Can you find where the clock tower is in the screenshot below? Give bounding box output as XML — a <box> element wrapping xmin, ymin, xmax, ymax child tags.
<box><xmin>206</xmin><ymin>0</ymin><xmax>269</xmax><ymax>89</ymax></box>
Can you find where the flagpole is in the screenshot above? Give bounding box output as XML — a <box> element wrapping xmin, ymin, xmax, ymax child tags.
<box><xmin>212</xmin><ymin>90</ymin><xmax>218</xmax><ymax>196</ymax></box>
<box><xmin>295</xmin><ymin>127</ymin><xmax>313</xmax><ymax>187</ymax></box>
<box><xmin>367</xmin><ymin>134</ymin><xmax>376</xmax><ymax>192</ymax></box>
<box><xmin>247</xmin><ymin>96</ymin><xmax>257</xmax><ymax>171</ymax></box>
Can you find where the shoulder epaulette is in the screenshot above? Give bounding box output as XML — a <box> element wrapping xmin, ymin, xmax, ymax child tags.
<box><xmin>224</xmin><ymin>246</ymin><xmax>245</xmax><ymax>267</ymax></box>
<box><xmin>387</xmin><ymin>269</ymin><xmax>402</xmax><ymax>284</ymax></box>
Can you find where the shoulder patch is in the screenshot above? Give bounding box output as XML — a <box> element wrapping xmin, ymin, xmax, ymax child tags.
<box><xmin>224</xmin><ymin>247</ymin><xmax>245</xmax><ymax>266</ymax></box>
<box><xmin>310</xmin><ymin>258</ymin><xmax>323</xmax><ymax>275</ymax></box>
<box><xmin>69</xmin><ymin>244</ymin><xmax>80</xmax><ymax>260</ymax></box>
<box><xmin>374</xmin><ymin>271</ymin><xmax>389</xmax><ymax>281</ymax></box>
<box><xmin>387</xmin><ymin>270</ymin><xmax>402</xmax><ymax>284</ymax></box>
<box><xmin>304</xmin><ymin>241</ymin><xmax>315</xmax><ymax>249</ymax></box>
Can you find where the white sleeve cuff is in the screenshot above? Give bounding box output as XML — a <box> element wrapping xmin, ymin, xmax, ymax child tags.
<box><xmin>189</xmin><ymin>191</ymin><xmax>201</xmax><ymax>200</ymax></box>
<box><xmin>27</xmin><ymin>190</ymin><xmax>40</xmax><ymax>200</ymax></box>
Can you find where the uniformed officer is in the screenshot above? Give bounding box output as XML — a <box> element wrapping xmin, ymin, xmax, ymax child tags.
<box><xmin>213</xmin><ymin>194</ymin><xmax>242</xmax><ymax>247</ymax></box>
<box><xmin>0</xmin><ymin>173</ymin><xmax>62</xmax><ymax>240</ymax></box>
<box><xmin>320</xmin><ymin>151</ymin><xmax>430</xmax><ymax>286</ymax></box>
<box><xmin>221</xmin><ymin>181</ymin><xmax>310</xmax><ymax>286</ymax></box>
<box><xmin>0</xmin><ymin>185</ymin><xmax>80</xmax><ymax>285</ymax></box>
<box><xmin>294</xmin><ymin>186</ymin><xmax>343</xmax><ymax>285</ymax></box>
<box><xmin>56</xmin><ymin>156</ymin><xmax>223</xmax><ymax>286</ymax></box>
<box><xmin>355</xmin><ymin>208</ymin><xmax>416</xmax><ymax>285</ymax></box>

——————

■ YOUR ASSIGNMENT
Print all of the entries again, exactly as written.

■ RESULT FOR THIS TASK
Can you find where the clock tower is in the screenshot below? Give bounding box output as XML — a <box> element wrapping xmin, ymin, xmax, ymax child tags.
<box><xmin>206</xmin><ymin>0</ymin><xmax>269</xmax><ymax>89</ymax></box>
Can you find where the flagpole is in the screenshot above? Give bounding box output as XML — a <box> element wrapping xmin, ymin, xmax, ymax child tags.
<box><xmin>212</xmin><ymin>90</ymin><xmax>218</xmax><ymax>196</ymax></box>
<box><xmin>295</xmin><ymin>127</ymin><xmax>313</xmax><ymax>187</ymax></box>
<box><xmin>367</xmin><ymin>134</ymin><xmax>376</xmax><ymax>192</ymax></box>
<box><xmin>247</xmin><ymin>96</ymin><xmax>257</xmax><ymax>171</ymax></box>
Can you find where the shoulder epaulette is in the screenshot above? Give bounding box output as XML — a <box> element wrapping xmin, ymin, xmax, ymax child tags.
<box><xmin>224</xmin><ymin>246</ymin><xmax>245</xmax><ymax>267</ymax></box>
<box><xmin>387</xmin><ymin>269</ymin><xmax>402</xmax><ymax>284</ymax></box>
Can you find where the shoulder patch is in the screenshot above? Give bounding box output as XML — a <box> element wrapping xmin, ymin, xmax, ymax child tags.
<box><xmin>224</xmin><ymin>247</ymin><xmax>245</xmax><ymax>266</ymax></box>
<box><xmin>310</xmin><ymin>258</ymin><xmax>323</xmax><ymax>275</ymax></box>
<box><xmin>69</xmin><ymin>244</ymin><xmax>80</xmax><ymax>260</ymax></box>
<box><xmin>374</xmin><ymin>271</ymin><xmax>389</xmax><ymax>281</ymax></box>
<box><xmin>387</xmin><ymin>270</ymin><xmax>402</xmax><ymax>284</ymax></box>
<box><xmin>304</xmin><ymin>241</ymin><xmax>315</xmax><ymax>249</ymax></box>
Can you find where the white sleeve cuff is in the screenshot above? Give bounding box output as XML — a <box> element wrapping xmin, ymin, xmax, ymax child tags.
<box><xmin>189</xmin><ymin>191</ymin><xmax>201</xmax><ymax>200</ymax></box>
<box><xmin>27</xmin><ymin>190</ymin><xmax>40</xmax><ymax>200</ymax></box>
Can you find where the uniformed officer is in the screenshot above? Give bounding box output as XML — a <box> element wrapping xmin, ymin, xmax, ymax child tags.
<box><xmin>213</xmin><ymin>194</ymin><xmax>242</xmax><ymax>247</ymax></box>
<box><xmin>0</xmin><ymin>173</ymin><xmax>62</xmax><ymax>240</ymax></box>
<box><xmin>320</xmin><ymin>151</ymin><xmax>430</xmax><ymax>286</ymax></box>
<box><xmin>221</xmin><ymin>181</ymin><xmax>310</xmax><ymax>286</ymax></box>
<box><xmin>0</xmin><ymin>185</ymin><xmax>80</xmax><ymax>285</ymax></box>
<box><xmin>294</xmin><ymin>186</ymin><xmax>343</xmax><ymax>285</ymax></box>
<box><xmin>56</xmin><ymin>156</ymin><xmax>223</xmax><ymax>286</ymax></box>
<box><xmin>355</xmin><ymin>208</ymin><xmax>416</xmax><ymax>285</ymax></box>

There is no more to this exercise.